PASSAGE FOR REVIEW
Review: Dark Places – Gillian Flynn

dark placesLibby Day was just seven years old when her evidence put her fifteen-year-old brother behind bars.

Since then, she has been drifting. But when she is contacted by a group who are convinced of Ben’s innocence, Libby starts to ask questions she never dared to before. Was the voice she heard her borther’s? Ben was a misfit in their small town, but was he capable of murder? Are there secrets to uncover at the family farm or is Libby deluding herself because she wants her brother back?

She begins to realise that everyone in her family had something to hide that day… especially Ben. Now, twenty-four years later, the truth is going to be even harder to find.

Who did massacre the Day family?

Rating: 4/5

Dark Places is my third book by Gillian Flynn, so I was well-prepared for the disturbing psychological nature of the story to follow. And it was a great read, despite the gruesome nature of the crime which forms the central plot of the book.

A few things stood out for me, namely, the poverty and the desperate measures it drives people to, the sheer cruelty of teenagers to those who are different, the lengths people will go to to protect others, and how guilty people can appear when those from the outside take a closer look at their lives.

As with all Flynn’s novels, the main female character is an unlikeable one, but this isn’t a criticism – as I read somewhere, it’s excellent that we are obtaining problematic female characters in a genre mostly dominated by men, and where women are usually cardboard cutouts to further the development of the man.

TASKS
- 1) Reproduce the part of the book review that opens with the words containing "She begins to" and closes with "of the book.".
- 2) In the book review, why does the reviewer say that the unlikeable main female character is not a criticism?

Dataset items
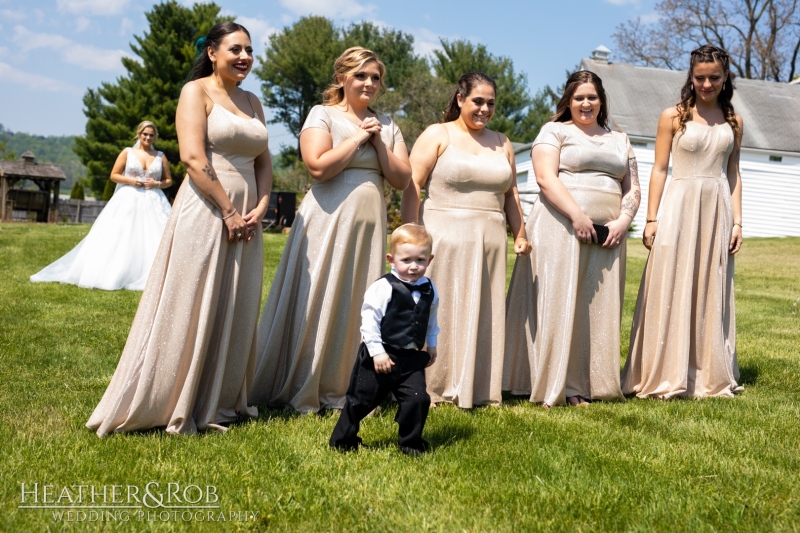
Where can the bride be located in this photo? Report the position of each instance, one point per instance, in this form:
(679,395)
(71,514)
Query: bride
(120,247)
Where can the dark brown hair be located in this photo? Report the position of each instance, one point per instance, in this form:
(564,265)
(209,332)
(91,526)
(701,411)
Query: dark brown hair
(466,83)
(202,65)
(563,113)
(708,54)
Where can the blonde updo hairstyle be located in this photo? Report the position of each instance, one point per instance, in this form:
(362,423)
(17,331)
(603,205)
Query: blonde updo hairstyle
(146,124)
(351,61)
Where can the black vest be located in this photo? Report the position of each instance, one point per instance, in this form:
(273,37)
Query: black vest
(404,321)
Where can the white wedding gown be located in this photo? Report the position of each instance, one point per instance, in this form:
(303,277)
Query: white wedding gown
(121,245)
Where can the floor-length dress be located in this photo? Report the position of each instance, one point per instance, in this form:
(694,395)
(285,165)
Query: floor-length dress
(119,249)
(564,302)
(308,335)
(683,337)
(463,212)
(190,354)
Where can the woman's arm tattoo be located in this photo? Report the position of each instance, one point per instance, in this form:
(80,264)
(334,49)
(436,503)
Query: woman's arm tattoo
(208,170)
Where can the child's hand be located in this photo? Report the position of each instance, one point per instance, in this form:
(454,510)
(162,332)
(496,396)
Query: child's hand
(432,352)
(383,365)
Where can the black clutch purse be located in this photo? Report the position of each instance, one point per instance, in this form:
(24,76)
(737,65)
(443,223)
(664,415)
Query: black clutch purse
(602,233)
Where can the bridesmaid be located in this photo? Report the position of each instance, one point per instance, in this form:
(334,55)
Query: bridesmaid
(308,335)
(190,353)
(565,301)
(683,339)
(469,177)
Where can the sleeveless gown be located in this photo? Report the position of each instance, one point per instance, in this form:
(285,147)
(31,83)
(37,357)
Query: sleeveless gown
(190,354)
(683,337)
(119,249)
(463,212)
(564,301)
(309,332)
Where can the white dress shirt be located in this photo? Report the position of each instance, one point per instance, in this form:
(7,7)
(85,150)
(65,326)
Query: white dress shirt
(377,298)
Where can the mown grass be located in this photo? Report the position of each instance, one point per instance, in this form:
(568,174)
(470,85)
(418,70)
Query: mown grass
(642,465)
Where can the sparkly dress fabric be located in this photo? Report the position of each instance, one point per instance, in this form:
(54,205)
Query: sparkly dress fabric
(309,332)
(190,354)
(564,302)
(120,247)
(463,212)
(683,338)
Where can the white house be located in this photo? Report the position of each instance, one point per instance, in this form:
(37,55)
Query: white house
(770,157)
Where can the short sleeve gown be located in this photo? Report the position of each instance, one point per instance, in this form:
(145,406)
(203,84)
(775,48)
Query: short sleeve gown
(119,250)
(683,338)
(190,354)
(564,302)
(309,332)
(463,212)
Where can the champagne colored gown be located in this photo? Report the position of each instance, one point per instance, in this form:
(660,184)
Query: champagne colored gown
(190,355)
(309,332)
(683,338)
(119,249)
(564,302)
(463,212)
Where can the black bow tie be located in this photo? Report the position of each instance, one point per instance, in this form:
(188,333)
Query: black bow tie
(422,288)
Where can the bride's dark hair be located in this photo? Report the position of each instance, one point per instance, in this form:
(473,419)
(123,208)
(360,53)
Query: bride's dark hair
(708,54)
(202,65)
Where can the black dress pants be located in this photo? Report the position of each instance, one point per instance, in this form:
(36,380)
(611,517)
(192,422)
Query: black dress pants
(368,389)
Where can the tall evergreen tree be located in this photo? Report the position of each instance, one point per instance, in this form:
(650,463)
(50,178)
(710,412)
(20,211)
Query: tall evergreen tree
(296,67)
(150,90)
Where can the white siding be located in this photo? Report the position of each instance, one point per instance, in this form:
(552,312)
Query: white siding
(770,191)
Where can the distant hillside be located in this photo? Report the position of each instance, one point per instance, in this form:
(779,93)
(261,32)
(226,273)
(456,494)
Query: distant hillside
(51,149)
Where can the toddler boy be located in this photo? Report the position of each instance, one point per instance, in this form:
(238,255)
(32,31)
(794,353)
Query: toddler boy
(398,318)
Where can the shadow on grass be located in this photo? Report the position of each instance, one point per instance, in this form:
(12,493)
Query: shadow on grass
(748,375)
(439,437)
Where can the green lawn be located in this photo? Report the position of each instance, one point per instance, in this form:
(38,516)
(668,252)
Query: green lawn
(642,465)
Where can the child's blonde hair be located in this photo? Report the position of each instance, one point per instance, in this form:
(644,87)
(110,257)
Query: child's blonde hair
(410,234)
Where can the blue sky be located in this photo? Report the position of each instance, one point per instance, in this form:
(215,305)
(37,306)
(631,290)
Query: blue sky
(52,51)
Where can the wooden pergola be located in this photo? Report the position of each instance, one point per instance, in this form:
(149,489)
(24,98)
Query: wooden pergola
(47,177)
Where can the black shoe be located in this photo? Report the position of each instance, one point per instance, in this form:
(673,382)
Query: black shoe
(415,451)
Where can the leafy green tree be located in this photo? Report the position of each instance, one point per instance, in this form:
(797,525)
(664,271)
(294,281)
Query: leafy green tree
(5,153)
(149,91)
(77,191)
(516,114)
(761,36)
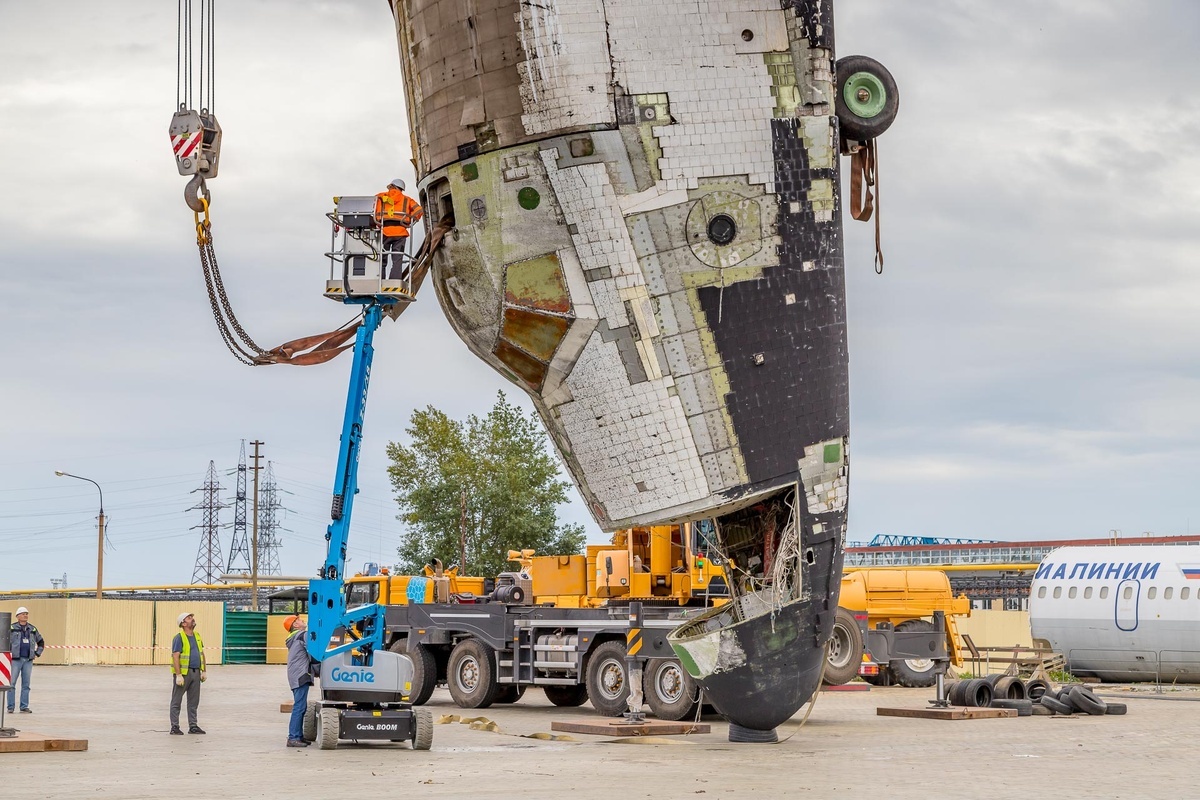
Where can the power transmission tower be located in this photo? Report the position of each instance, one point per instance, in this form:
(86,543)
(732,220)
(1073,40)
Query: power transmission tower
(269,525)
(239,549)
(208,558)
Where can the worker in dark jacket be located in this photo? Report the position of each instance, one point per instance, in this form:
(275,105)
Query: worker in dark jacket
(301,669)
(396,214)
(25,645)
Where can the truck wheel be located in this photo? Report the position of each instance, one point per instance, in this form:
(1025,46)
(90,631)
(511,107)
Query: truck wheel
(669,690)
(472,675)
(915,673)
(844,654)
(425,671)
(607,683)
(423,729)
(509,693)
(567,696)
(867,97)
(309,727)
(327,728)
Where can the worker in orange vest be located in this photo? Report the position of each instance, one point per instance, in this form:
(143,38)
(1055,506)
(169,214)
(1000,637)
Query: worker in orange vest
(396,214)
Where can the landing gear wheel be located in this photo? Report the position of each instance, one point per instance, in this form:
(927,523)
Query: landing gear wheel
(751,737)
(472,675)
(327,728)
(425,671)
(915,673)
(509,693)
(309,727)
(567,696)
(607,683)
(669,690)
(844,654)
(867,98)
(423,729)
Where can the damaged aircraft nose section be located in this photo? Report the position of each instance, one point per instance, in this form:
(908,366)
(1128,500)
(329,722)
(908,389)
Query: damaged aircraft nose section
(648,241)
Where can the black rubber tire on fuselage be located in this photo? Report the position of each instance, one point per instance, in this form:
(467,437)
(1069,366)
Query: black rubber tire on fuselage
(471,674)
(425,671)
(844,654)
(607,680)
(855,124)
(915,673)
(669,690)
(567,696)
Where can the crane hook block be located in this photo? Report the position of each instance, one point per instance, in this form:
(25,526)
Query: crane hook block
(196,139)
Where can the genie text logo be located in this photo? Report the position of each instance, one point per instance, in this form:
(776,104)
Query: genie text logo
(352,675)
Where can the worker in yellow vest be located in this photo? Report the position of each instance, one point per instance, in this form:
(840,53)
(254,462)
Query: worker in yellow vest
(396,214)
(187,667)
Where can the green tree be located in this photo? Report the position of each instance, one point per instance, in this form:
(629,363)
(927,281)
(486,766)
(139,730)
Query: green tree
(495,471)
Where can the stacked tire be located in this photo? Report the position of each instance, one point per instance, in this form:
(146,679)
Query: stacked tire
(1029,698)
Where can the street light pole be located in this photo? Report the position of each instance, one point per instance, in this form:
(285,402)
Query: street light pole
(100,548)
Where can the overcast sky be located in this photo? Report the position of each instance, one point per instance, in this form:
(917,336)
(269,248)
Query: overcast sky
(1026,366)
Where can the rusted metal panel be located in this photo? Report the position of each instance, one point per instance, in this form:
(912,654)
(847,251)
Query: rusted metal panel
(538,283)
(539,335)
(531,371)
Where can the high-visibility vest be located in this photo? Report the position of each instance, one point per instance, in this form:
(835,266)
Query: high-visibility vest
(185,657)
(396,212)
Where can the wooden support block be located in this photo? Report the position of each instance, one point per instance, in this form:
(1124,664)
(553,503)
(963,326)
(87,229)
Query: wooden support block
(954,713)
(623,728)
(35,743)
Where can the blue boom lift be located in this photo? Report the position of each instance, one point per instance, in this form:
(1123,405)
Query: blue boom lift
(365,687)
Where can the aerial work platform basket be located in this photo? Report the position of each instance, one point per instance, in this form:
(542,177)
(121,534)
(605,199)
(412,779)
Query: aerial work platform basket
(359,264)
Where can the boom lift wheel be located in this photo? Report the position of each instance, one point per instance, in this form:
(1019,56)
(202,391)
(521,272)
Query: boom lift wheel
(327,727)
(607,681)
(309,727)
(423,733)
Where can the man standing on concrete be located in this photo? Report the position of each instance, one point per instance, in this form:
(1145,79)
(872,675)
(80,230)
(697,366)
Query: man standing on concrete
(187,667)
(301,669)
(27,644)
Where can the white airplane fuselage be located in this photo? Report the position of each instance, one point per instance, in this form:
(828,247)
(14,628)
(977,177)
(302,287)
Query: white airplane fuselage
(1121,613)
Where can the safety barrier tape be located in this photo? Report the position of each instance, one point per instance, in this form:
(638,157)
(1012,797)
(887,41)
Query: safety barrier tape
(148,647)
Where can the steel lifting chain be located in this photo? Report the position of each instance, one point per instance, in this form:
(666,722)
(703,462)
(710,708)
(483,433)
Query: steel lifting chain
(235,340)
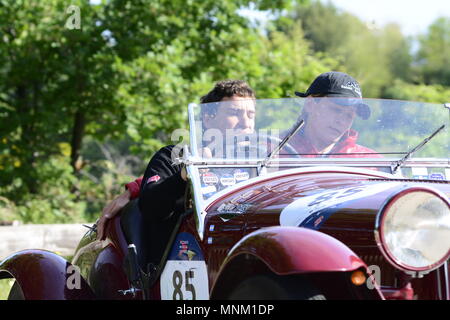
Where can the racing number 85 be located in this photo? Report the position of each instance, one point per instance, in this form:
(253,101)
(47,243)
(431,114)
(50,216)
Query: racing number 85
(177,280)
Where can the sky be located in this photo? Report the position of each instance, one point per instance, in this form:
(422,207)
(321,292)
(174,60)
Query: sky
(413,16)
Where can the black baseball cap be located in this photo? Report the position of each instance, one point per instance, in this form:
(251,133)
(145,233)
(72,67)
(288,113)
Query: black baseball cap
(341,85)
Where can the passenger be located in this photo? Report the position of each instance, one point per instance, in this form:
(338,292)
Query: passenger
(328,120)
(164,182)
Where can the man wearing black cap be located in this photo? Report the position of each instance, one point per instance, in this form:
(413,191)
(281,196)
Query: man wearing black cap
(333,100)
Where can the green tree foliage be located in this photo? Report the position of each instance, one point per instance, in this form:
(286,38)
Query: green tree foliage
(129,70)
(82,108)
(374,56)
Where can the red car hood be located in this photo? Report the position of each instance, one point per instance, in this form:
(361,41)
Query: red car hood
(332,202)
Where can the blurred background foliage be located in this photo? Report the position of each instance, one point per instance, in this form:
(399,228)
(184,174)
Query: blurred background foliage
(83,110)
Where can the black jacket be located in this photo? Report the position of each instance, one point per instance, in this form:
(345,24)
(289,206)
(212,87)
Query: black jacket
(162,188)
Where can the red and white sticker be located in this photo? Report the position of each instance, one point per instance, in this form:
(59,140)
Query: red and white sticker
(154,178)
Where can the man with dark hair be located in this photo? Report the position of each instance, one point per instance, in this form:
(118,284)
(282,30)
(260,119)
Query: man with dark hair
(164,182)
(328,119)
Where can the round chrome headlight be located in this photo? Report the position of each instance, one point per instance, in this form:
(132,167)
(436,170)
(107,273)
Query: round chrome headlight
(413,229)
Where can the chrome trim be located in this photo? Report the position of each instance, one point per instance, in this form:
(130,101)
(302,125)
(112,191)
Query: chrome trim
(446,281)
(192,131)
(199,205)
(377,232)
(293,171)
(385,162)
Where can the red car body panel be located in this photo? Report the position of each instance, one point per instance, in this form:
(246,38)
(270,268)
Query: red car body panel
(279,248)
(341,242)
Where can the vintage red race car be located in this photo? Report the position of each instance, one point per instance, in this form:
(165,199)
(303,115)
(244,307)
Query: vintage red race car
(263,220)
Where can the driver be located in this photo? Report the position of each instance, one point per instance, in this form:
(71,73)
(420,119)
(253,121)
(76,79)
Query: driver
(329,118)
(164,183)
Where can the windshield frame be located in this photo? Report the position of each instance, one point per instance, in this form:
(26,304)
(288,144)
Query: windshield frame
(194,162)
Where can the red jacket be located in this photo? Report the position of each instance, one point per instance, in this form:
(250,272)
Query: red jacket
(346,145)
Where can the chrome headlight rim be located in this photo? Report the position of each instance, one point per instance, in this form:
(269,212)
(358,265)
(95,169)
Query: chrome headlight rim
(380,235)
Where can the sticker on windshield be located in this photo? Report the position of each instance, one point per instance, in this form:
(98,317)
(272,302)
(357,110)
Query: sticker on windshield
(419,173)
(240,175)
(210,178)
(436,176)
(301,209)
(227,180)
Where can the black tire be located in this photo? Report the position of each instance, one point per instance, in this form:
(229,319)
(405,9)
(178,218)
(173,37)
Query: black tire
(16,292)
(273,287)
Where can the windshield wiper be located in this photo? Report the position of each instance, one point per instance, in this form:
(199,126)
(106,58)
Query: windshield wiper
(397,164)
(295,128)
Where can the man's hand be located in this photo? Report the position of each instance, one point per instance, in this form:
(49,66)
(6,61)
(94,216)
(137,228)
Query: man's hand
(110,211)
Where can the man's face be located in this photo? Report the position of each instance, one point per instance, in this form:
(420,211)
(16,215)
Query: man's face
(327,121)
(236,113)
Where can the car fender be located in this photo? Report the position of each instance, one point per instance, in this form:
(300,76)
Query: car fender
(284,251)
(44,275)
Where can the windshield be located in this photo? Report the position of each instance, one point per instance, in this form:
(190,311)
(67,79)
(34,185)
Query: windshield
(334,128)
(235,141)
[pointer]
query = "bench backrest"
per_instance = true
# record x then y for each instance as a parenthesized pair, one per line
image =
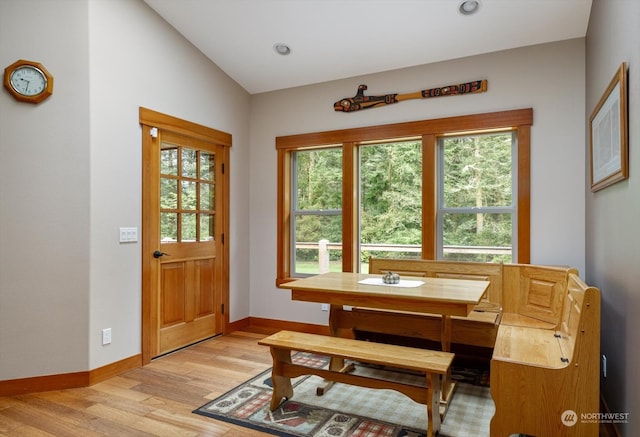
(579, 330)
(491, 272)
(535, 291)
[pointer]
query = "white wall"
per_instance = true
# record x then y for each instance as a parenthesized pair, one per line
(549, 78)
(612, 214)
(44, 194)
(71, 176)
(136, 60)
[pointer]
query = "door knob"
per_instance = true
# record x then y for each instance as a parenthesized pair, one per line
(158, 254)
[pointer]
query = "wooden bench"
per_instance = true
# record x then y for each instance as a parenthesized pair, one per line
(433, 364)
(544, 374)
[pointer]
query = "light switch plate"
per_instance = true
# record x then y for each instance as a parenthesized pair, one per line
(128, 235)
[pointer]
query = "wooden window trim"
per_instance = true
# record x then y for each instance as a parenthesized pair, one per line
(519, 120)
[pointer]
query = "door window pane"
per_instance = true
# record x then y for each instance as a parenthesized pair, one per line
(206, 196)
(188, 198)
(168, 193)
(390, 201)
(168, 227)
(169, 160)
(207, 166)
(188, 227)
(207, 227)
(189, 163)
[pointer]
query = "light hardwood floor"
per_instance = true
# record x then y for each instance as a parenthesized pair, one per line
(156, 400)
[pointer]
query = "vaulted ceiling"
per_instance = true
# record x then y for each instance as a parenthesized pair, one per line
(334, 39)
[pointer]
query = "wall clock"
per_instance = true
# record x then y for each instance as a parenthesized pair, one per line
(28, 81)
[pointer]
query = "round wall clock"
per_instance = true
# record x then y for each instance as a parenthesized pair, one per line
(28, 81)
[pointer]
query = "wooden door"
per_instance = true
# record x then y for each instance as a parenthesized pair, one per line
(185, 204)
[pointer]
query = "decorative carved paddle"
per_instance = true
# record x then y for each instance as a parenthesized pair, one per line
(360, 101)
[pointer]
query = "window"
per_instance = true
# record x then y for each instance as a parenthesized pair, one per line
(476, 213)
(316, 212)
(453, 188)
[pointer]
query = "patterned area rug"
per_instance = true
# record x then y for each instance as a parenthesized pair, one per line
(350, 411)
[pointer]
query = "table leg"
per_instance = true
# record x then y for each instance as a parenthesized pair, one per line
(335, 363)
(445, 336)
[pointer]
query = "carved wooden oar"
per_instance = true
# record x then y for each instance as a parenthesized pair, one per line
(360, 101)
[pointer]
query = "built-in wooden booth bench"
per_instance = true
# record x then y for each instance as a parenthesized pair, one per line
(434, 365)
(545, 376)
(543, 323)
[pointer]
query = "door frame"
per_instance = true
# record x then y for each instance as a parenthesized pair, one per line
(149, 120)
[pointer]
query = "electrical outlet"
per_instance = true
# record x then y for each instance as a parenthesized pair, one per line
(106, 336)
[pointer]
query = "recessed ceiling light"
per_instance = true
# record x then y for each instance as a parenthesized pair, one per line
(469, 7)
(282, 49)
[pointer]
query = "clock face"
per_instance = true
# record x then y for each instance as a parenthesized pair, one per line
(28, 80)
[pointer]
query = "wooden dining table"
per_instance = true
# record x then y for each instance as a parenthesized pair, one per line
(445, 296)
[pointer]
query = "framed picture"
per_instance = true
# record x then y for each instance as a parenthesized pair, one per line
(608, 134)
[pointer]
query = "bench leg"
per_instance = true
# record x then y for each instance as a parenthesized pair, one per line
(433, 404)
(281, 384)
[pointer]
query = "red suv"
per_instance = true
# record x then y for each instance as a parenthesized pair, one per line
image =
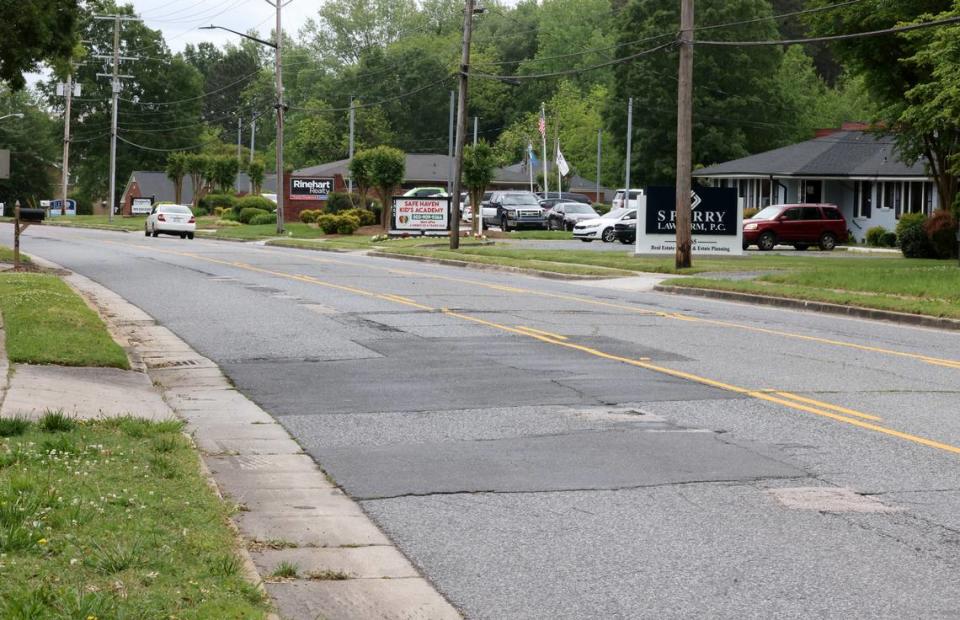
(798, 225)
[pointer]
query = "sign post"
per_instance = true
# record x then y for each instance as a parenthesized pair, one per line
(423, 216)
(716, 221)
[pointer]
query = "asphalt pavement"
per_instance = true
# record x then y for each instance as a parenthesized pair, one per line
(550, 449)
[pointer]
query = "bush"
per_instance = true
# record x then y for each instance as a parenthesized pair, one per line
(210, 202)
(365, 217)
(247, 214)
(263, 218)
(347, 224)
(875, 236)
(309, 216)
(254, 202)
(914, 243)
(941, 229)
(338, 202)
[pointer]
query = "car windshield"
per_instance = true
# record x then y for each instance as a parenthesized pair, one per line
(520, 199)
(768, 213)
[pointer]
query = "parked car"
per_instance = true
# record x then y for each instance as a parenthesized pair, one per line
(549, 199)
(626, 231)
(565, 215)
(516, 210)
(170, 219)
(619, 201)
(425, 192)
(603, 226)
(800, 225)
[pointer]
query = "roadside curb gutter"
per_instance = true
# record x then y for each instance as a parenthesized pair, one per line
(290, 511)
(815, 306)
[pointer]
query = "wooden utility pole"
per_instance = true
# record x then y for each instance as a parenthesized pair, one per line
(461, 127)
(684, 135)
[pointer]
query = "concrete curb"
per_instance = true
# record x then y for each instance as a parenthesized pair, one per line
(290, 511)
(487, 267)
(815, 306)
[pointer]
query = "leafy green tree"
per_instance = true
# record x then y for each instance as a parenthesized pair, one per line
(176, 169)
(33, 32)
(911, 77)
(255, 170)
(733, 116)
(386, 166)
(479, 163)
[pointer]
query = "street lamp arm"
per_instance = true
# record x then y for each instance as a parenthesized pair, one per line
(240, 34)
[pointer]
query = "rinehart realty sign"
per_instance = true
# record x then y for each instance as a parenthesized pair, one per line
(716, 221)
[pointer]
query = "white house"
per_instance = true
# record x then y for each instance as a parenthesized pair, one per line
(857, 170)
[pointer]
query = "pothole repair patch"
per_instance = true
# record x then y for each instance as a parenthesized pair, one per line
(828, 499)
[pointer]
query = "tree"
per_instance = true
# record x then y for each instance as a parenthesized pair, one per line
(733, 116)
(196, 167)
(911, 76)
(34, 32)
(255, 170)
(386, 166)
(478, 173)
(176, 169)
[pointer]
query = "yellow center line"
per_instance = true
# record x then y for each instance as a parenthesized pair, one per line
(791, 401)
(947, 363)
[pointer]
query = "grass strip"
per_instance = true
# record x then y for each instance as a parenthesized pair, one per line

RESPONSES FOR EACH TASK
- 1)
She begins to realise that everyone in her family had something to hide that day… especially Ben. Now, twenty-four years later, the truth is going to be even harder to find.

Who did massacre the Day family?

Rating: 4/5

Dark Places is my third book by Gillian Flynn, so I was well-prepared for the disturbing psychological nature of the story to follow. And it was a great read, despite the gruesome nature of the crime which forms the central plot of the book.

- 2) The reviewer agrees with a view read elsewhere: it is excellent that problematic female characters are appearing in a genre mostly dominated by men. In that genre, women are usually cardboard cutouts who serve to further the man's development.